START Data shown

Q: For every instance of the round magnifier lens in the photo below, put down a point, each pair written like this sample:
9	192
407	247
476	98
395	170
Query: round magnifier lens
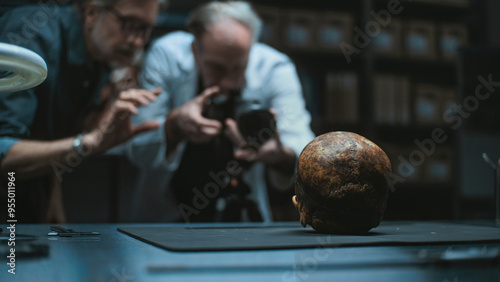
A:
20	68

END Data shown

◆ **Exercise objective**: Without the pictures, repeat all the records word for word.

◆ **Exercise output**:
Q: For every instance of the round magnifier lens in the photo below, put down a point, each pair written like this sample:
9	192
407	247
476	98
395	170
Query: round magnifier lens
A:
20	68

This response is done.